**Listed entries**
-=-=-

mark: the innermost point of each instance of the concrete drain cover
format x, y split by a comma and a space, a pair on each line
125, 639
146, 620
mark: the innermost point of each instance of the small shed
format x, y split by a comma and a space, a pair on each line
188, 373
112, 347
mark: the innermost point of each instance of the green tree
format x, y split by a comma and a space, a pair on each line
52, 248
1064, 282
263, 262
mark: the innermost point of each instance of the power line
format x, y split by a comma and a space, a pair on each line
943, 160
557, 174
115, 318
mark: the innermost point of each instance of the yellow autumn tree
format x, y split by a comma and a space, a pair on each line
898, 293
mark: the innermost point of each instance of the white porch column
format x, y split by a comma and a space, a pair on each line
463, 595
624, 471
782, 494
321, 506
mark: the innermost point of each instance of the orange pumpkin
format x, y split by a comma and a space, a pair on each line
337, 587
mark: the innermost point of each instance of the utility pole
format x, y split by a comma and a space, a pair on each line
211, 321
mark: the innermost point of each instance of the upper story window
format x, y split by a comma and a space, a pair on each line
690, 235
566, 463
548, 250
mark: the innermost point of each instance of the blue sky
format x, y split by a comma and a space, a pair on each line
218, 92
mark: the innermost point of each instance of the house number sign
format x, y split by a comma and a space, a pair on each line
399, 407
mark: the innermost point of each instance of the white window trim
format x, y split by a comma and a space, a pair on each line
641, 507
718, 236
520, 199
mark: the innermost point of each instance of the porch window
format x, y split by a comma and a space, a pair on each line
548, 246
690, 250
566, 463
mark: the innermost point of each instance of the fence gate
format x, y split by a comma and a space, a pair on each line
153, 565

-=-=-

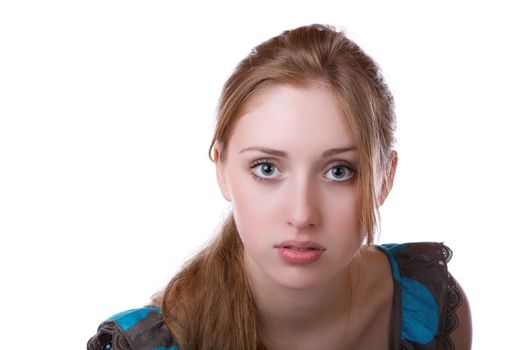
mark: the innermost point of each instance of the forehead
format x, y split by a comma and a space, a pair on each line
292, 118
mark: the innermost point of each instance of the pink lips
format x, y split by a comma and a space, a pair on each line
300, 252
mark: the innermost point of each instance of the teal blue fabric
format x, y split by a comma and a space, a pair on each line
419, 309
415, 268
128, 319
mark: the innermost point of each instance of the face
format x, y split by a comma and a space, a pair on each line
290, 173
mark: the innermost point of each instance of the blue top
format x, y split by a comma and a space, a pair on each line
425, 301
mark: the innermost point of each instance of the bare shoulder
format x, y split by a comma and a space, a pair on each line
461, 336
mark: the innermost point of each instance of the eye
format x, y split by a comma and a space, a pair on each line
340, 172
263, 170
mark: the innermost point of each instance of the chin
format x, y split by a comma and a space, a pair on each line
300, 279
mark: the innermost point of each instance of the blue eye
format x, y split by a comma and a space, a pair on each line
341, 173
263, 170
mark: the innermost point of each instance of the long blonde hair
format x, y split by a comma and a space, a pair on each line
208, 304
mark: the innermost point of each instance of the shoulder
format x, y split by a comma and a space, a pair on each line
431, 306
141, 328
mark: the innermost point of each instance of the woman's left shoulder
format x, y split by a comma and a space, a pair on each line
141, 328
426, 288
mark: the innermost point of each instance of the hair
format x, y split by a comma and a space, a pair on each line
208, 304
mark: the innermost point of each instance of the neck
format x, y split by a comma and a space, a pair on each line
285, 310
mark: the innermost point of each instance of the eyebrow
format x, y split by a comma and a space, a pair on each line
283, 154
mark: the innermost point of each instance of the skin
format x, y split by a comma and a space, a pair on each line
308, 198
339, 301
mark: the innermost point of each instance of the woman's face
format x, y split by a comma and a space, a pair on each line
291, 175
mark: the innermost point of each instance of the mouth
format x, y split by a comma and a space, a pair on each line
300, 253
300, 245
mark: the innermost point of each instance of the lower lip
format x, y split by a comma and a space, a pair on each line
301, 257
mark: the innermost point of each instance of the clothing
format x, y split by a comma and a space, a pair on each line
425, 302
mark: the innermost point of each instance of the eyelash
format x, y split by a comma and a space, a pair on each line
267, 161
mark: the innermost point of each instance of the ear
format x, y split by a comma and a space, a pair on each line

-=-=-

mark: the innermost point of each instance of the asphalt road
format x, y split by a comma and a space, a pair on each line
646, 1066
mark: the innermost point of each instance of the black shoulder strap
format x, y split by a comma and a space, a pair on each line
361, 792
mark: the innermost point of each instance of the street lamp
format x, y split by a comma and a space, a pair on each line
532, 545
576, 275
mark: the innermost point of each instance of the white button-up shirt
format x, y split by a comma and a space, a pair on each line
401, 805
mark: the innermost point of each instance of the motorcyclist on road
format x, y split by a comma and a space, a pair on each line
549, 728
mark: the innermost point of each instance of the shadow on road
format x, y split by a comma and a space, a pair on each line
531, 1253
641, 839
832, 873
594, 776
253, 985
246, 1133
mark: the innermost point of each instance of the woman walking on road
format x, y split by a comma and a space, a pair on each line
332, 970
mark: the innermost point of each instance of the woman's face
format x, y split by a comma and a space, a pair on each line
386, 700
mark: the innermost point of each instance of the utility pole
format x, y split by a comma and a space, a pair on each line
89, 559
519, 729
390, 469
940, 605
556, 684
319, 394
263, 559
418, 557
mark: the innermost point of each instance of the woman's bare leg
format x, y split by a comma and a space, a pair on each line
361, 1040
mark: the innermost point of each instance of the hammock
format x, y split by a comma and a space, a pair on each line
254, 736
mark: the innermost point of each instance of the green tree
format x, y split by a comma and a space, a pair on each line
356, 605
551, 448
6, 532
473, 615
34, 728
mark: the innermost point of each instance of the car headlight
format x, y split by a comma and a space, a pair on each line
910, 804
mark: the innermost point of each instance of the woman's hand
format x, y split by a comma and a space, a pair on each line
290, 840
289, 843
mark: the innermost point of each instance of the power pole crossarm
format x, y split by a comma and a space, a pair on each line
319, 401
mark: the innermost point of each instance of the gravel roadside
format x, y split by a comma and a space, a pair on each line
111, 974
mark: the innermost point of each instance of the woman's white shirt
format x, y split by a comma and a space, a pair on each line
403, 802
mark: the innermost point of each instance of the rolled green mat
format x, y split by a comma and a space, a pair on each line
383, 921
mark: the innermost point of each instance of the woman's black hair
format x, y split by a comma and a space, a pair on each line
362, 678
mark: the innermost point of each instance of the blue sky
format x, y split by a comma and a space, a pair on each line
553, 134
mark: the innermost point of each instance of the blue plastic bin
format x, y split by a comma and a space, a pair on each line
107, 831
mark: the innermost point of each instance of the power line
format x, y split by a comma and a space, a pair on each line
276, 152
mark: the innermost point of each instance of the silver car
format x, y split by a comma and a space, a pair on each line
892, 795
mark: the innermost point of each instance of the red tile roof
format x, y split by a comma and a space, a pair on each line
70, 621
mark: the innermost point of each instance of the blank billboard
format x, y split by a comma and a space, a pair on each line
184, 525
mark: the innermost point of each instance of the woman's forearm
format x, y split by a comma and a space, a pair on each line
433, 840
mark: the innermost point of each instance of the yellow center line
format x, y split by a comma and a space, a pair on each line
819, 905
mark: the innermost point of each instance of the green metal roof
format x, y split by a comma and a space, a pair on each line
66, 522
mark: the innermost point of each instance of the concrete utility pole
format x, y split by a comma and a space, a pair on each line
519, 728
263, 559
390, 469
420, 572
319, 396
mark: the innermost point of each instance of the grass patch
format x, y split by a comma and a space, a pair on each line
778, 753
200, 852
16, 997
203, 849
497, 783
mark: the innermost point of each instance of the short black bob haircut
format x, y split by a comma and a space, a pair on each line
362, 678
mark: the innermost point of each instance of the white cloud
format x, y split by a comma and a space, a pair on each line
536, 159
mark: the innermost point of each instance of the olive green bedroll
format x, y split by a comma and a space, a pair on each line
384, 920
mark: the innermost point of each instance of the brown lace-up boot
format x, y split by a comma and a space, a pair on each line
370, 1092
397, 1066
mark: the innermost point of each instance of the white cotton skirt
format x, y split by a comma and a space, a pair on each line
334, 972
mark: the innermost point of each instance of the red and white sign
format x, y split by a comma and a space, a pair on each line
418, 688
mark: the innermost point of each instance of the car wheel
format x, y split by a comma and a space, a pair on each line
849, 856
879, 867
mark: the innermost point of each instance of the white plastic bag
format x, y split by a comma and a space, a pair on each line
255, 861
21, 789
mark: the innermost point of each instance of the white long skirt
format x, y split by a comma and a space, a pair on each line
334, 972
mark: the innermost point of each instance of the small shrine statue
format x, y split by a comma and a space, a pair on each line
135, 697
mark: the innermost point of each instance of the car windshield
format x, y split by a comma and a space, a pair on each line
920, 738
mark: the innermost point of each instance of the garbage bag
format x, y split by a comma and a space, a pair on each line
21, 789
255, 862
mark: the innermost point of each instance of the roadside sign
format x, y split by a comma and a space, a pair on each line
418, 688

-=-=-

Pick out every line in the records above that contains the word "shirt", and copy each one in full. Case counts, so a line matches only when the capitalization is identical.

mark: the innermost point of each instance of the white button-up shirt
mark: the innermost point of each instance of the woman's white shirt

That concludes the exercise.